• **Exercise brief**
Please list each kind of development that the golden langur article names as a cause of habitat loss in Bhutan.

[Opening Given passage section]

BHUTAN’S KUENZANG DORJI WINS 2024 WHITLEY AWARD FOR SOLUTIONS TO PROTECT GOLDEN LANGURS

UK charity the Whitley Fund for Nature (WFN) recognises Kuenzang Dorji from Bhutan with a Whitley Award for his work to protect Endangered Gee’s golden langur in the East Himalayas and his solutions for local farmers whose crops the primates are targeting as climate change drives a shift in their behaviour.

Charity Patron, HRH The Princess Royal, presented the Whitley Award on 1 May at the Royal Geographical Society in a ceremony that marks three decades since the very first Whitley Award was presented and 25 years since the Princess’ involvement as Patron. The event was livestreamed to YouTube.

 

“The beautiful golden langur is Endangered; the numbers are decreasing as they constantly come into contact with anthropogenic threats.”

Kuenzang, a wildlife biologist at the Royal Society for Protection of Nature in Bhutan, is focusing his work on “building harmony” between people and primates in his community-led project in the world’s first carbon negative country which offsets more carbon than it emits. Forests cover about 71 percent of the kingdom’s land area however, changing weather patterns have disrupted the seasonal cycles of the trees whose leaves the monkeys rely on for food.

Sir David Attenborough, WFN Ambassador and a long-term supporter of the charity, said the growing network of winners represent some of the best conservation leaders in the world: “Whitley Award winners combine knowing how to respond to crises yet also bring communities and wider audiences with them.”

Bhutan’s constitution mandates the protection of at least 60 percent of forest cover however, habitat loss caused by economic expansion including hydro power projects, road construction and housing development, has forced many of the country’s 2,500 golden langurs into closer contact with humans. They were traditionally viewed as good omens in the small landlocked country of 700,000 people.

The Himalayan Ranges have grown ecologically fragile with many of Bhutan’s subsistence farmers living below the national poverty index and unable to absorb the cost of losses from langurs which have started to forage on crops, including oranges and guava. They have even been known to eat spicy chili peppers and then uproot the plant in frustration. Traditional approaches to guarding fields, such as scarecrows and electric fences, proved futile against the monkeys’ high cognitive abilities, according to Kuenzang, who is known locally as “Langur Kuenzang.”

Kuenzang is developing practical solutions to help langurs and people in his 6,500 square kilometre project area, which includes the six remote districts in Bhutan where the golden langur is found, including the Royal Manas National Park, a World Heritage Site. The area is home to 100,000 people and his work will focus primarily on Zhemgang and Trongsa districts, which are home to the largest population of the primate and where human-langur interaction is at its highest in Bhutan.

A former national park warden, Kuenzang has devised a series of deterrents to stop the langurs from foraging and to protect the primates from other threats. His initiatives include use of heatmaps to identify conflict hotspots; strengthening community-based intervention with alternative deterrents; protecting the langurs by installing signs to reduce road kill incidences and installing animal repellent near high voltage power stations where the langurs are at risk of electrocution. Under his plans, citizen scientists will learn how to collect primate data that supports long term monitoring.

[Closing Given passage section]
[Opening Dataset entries section]

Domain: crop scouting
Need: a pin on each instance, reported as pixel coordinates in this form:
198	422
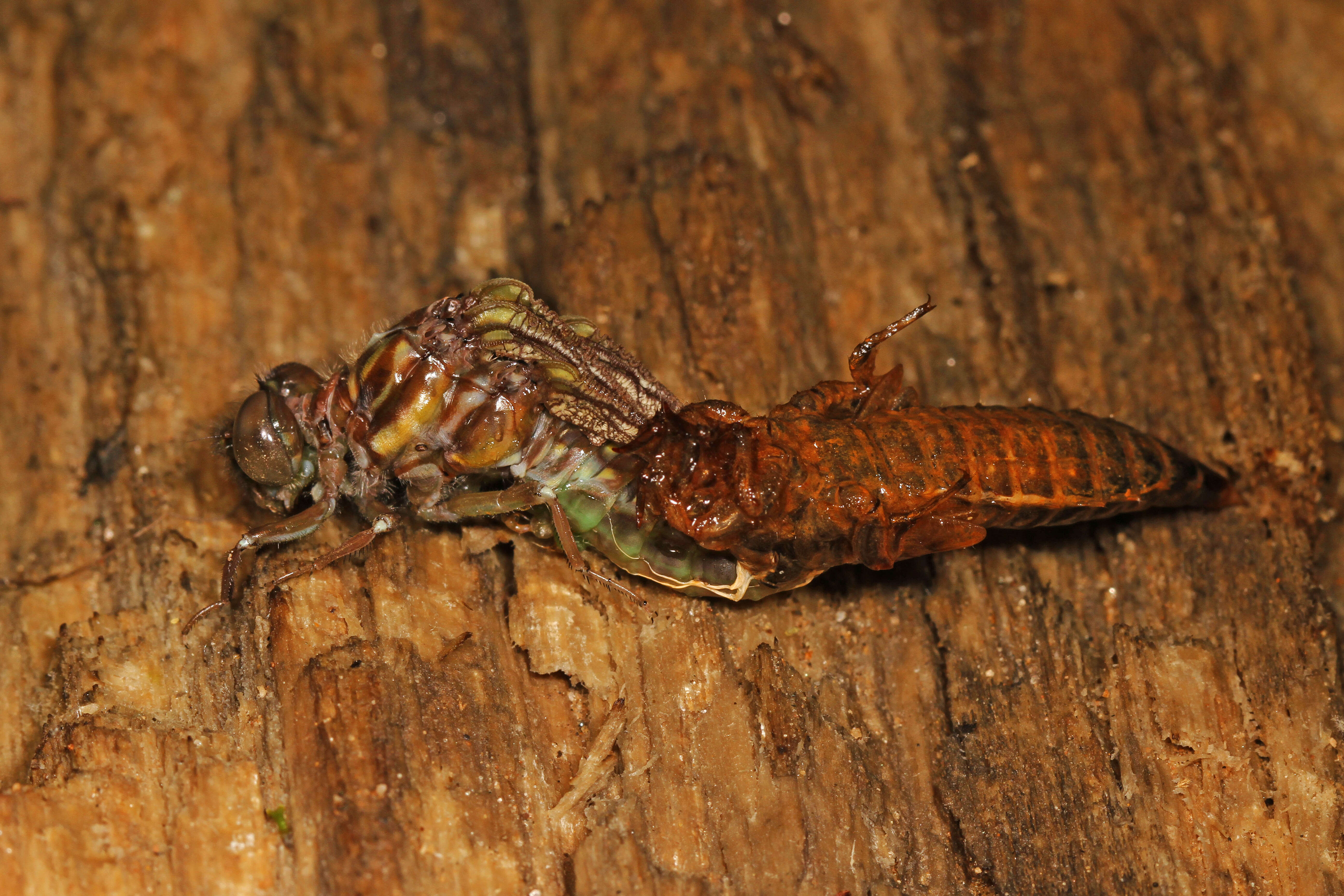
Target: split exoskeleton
490	404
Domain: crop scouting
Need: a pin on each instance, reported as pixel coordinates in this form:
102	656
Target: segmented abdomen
814	486
1030	467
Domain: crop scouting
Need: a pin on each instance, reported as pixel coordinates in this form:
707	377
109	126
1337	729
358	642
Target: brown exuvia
491	405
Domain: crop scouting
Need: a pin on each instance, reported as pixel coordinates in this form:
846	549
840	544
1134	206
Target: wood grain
1128	209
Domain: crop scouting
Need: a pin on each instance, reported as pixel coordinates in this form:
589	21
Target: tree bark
1123	207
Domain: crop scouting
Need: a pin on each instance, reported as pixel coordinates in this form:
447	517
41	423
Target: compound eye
267	443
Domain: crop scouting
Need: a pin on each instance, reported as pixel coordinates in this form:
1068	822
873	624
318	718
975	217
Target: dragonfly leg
326	494
515	498
575	555
355	543
863	365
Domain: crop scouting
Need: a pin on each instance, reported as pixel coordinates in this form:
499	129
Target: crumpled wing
596	385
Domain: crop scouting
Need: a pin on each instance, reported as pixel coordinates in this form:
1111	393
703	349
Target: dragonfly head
267	441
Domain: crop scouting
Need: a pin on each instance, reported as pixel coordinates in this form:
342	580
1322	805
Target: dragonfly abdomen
1030	467
814	487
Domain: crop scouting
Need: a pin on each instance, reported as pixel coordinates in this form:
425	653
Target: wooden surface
1127	207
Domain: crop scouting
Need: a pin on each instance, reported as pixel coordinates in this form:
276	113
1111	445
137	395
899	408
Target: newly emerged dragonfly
490	404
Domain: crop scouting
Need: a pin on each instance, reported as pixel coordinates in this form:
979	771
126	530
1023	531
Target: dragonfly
491	405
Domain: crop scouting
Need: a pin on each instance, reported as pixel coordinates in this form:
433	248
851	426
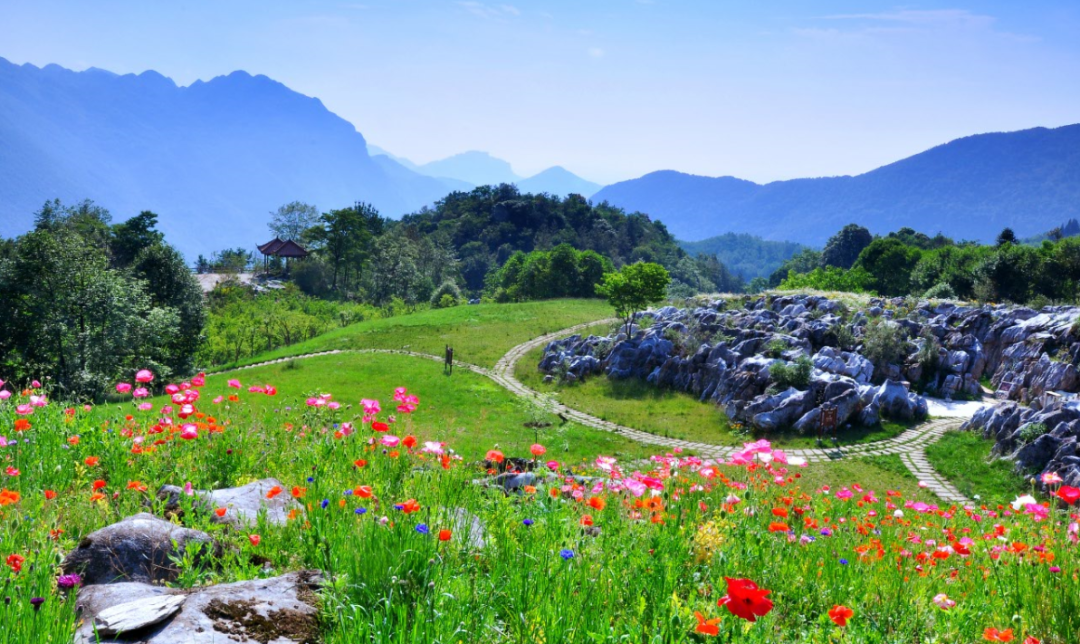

[Closing Dataset entries section]

• **Solution to the problem**
Hydro power projects, road construction, housing development